AIM OF THE TASK
Note how many lines in the entries contain the string "twig", then give that number and nothing else.

DATA PROVIDED
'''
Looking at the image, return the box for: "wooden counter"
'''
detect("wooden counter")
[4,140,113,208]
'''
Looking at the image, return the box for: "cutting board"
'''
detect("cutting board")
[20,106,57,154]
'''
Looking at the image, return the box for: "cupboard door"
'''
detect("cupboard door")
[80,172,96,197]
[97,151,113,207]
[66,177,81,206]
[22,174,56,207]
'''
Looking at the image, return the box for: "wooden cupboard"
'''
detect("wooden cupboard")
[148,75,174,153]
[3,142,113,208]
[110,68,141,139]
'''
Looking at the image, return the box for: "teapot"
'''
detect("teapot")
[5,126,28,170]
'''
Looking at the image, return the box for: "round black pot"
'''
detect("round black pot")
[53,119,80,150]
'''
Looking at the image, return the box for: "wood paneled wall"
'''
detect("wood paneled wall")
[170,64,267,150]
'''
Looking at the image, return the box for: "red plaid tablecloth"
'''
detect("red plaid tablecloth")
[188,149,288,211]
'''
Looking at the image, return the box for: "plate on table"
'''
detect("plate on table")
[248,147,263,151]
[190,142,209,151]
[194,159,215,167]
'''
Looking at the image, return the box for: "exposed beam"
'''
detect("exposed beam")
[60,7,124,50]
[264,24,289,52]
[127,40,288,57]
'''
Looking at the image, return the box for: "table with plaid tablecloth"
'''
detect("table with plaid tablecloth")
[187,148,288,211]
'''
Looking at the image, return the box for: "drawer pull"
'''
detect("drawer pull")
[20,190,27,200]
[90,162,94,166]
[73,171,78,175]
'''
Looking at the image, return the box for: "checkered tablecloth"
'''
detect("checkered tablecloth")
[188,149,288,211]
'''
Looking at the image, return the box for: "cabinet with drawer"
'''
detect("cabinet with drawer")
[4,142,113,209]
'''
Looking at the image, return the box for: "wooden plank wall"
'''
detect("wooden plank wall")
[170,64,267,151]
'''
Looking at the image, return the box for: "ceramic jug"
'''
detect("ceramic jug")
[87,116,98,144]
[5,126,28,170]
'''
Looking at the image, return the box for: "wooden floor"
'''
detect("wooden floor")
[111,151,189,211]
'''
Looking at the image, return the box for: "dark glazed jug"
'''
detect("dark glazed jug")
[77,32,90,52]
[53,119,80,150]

---

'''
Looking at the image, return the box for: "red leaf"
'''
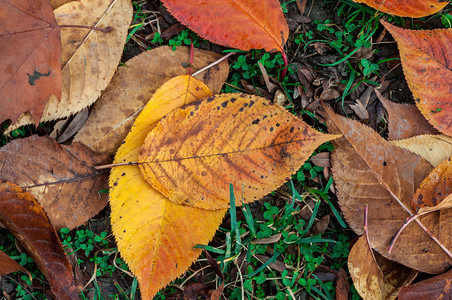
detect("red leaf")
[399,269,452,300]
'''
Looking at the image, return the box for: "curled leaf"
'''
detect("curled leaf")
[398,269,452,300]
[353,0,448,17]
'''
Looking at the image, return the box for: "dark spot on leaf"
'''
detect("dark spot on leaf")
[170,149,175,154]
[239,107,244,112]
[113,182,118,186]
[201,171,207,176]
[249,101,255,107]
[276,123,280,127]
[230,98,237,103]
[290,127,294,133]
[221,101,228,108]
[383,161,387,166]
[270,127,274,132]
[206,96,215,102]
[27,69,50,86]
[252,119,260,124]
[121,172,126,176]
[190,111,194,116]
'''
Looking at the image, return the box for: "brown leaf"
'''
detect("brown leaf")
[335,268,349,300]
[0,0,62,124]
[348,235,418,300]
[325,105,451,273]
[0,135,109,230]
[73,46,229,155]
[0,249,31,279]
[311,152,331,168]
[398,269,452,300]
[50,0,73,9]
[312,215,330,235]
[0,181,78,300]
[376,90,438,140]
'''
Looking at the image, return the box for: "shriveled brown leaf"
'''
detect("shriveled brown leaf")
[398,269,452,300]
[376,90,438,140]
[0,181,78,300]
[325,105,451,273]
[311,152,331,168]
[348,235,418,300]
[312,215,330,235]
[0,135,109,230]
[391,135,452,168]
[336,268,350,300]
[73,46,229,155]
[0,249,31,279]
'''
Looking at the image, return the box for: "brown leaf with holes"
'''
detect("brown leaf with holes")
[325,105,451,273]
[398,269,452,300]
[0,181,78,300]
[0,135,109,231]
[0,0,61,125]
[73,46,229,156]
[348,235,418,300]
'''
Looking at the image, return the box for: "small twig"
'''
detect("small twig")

SOLUTION BELOW
2